§ SOURCE EXCERPT:
────

BUREIJ REFUGEE CAMP, Gaza Strip -- After his 12-year-old son died in a hail of bullets in 2000, Jamal al-Dura became the public face of Palestinian suffering as the second intifadah began. He traveled across the Arab world, standing as a symbol of perceived Israeli brutality and growing wealthy from the largesse showered upon him.
Nearly five years later, however, Dura says he has tired of mouthing the counterproductive mottos of Palestinian hard-liners. Instead, with Israel's withdrawal from the Gaza Strip last month, he has turned to building a grand new home for his eight surviving children and he has forbidden his eldest son from joining any militant movement, at least until he finishes university.
''One martyr from this family is enough," Dura, 43, said at his home in Bureij.
He's only the most famous of a minority of Gaza Palestinians who are rejecting the all-encompassing culture of intifadah, jihad, and martyrdom that has turned camps like Bureij and Jabaliya into locomotives of the Palestinian militant factions.
These Palestinians believe Gaza has reaped few results from decades of war and militia leadership; now, these disenchanted Palestinians say, it's time to replace calls to arms and total victory over Israel with real improvements for Palestinians, like better education, housing, and jobs.
Hamas, the strongest of the militant factions in Gaza's camps, has trumpeted the Israeli pullout as a triumph of armed resistance. With almost daily military parades and speeches, Hamas's leadership is trying to parlay disengagement into a recruiting boon, an internal power-grab over its more moderate rivals in the Palestinian Authority, and a spark for further militant attacks in the West Bank and Israel.
But the Dura family, long content to allow Palestinian fighters to harness the powerful image of its loss, now has turned inward, charting a path to prosperity for itself instead of concentrating on the public sphere of Palestinian politics.
Iyad, at 19, wanted to join the Fatah movement and fight the Israelis. ''My father said to me, go and study. After you get a degree you can decide what to do with your life," Iyad said. He is leaving soon for Algiers on a scholarship to study law.
Jewish settlers were evacuated from 21 settlements in Gaza by Aug. 22, but the Israeli Defense Forces will occupy those areas for about another month until they demolish the settlers' homes and coordinate a security handover with Palestinian forces.

────

§ REQUIREMENT:
From the article about the Dura family, reproduce word for word the stretch from "Jewish settlers were" through "with Palestinian forces.". The entries that come next are not needed for this work.

Dataset entries:
────

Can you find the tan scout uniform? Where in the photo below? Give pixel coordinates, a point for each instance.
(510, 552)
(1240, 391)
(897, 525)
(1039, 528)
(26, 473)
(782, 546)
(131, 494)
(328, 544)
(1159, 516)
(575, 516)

────

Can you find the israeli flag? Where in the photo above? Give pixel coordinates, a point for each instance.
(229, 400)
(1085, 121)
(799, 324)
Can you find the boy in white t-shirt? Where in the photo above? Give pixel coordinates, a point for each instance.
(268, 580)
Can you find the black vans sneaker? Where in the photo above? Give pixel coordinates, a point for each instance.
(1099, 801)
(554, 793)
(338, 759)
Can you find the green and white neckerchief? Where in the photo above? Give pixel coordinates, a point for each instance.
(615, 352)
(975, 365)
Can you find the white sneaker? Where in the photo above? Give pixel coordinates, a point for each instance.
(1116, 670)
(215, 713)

────

§ SOLUTION FOR THIS PROBLEM:
Jewish settlers were evacuated from 21 settlements in Gaza by Aug. 22, but the Israeli Defense Forces will occupy those areas for about another month until they demolish the settlers' homes and coordinate a security handover with Palestinian forces.